- Opening Delimiter -

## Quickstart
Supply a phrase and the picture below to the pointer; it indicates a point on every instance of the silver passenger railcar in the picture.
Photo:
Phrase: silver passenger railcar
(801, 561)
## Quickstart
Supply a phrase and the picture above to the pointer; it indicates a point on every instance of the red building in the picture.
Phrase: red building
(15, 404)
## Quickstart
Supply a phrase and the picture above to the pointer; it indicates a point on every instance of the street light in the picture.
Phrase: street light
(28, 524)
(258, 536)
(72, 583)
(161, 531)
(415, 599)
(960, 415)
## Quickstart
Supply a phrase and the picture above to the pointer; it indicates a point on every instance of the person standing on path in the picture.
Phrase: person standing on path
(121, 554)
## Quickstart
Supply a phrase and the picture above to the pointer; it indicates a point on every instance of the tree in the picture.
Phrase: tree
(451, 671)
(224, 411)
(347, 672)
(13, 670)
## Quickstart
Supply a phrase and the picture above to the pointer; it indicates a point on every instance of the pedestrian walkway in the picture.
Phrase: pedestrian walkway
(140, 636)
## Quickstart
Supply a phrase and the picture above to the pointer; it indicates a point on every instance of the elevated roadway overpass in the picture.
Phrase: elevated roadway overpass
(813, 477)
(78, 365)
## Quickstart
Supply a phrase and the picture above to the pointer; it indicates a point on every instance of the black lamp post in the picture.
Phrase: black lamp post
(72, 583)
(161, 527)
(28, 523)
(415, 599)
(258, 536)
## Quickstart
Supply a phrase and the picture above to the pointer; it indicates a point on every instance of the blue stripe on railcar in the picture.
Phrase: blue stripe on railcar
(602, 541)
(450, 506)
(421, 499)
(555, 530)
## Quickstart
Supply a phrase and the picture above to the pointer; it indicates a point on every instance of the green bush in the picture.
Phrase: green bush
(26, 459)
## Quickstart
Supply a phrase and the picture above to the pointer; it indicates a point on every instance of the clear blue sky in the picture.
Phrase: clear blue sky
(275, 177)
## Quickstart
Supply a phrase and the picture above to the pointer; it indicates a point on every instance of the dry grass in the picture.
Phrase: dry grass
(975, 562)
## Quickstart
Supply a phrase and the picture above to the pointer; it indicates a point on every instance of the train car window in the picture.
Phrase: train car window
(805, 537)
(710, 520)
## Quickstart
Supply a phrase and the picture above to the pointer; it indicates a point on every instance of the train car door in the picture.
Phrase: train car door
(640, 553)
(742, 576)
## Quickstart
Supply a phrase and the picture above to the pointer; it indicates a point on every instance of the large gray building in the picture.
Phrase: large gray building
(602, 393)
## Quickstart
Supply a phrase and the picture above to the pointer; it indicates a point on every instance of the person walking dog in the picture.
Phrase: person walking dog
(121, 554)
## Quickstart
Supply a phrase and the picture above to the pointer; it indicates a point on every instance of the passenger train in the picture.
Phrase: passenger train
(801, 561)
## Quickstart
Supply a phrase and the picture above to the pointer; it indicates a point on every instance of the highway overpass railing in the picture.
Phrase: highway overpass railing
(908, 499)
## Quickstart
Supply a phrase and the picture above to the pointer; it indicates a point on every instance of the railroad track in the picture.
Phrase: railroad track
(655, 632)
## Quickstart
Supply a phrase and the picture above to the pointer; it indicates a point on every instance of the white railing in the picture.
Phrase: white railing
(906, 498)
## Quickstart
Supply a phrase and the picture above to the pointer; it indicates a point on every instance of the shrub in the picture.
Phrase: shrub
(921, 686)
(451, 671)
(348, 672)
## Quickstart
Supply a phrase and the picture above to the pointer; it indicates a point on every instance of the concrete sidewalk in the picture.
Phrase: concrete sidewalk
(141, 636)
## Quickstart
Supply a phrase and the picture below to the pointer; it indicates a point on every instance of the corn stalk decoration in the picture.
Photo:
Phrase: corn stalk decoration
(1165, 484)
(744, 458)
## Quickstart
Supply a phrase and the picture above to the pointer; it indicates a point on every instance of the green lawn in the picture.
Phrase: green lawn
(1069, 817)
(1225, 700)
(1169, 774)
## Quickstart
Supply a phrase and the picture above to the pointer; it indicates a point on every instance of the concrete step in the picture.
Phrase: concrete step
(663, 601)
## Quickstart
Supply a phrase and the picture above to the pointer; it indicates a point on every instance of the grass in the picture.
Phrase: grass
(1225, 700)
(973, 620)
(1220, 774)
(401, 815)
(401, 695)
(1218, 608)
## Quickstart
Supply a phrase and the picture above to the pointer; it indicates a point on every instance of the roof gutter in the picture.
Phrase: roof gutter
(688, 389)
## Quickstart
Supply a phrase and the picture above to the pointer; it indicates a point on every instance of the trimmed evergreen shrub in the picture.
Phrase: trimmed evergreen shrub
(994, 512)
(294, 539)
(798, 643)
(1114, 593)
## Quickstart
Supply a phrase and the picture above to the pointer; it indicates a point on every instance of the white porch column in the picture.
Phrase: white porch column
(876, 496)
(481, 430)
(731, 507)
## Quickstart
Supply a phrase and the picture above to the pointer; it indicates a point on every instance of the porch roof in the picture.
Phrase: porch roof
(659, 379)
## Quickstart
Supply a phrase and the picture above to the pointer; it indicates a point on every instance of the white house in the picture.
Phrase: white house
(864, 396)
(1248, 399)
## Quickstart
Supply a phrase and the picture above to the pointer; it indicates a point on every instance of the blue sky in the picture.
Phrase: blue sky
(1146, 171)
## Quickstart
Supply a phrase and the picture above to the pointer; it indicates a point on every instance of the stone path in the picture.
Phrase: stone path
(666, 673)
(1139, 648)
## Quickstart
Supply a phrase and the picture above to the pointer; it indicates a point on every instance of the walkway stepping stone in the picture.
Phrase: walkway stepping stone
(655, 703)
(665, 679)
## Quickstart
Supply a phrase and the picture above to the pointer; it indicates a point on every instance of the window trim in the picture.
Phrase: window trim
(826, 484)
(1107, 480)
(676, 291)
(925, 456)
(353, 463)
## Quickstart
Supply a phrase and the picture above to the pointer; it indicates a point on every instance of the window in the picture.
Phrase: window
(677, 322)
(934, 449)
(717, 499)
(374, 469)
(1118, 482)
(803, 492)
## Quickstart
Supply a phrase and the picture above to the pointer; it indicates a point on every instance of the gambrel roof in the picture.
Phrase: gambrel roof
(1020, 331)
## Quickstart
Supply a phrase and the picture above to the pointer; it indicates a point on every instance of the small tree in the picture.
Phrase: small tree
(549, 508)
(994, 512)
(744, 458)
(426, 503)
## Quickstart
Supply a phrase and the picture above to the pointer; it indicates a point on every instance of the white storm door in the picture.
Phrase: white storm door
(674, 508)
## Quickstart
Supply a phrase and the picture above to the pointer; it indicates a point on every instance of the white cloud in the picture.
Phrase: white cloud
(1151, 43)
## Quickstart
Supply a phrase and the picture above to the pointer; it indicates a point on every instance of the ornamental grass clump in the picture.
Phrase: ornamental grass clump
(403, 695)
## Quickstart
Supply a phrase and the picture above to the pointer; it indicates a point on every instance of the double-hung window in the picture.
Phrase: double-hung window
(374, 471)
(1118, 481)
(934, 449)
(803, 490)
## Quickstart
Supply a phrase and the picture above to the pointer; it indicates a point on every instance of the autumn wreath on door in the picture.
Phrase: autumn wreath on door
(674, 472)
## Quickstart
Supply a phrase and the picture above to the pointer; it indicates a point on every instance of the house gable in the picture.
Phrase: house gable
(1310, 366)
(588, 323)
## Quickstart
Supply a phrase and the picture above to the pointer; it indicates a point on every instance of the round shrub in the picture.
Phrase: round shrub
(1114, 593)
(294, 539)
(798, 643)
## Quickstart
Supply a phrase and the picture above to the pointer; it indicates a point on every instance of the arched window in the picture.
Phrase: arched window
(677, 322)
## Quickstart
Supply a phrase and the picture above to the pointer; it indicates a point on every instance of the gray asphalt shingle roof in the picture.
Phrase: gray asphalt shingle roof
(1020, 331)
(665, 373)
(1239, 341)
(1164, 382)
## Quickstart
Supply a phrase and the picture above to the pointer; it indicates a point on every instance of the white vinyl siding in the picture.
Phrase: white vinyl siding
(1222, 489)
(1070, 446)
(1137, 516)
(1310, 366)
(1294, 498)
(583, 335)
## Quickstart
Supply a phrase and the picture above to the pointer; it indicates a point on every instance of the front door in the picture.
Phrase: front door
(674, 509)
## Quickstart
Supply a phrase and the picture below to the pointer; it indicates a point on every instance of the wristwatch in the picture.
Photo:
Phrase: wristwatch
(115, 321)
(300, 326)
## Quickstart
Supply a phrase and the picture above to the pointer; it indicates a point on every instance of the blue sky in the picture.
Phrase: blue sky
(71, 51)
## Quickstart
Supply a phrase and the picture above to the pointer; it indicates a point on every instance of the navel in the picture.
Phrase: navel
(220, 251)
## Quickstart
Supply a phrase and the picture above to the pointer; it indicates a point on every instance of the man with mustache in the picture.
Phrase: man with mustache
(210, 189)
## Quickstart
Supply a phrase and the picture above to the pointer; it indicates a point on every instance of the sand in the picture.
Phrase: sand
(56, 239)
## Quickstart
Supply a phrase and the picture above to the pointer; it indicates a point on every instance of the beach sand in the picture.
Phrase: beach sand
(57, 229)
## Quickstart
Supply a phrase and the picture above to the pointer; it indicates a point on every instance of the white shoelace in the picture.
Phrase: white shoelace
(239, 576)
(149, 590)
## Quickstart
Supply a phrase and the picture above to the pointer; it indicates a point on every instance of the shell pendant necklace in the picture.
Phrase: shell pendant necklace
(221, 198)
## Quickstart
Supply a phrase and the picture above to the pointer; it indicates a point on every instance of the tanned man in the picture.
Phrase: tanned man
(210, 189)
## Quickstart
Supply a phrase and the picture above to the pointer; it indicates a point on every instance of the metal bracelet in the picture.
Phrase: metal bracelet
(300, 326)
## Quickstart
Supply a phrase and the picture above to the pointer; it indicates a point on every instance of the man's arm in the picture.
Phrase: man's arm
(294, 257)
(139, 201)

- Closing Delimiter -

Among the lines above, find those with the word "below". Copy them.

Supply a phrase and the picture below to the pointer; it indicates a point on every instance of the silver passenger railcar in the picture.
Supply a phrase and the picture below to the pointer; it indicates a point on every instance of the corn stalk decoration in the picture.
Supply a phrase and the picture below to the pointer; it indicates a point on every instance of the wristwatch in the picture.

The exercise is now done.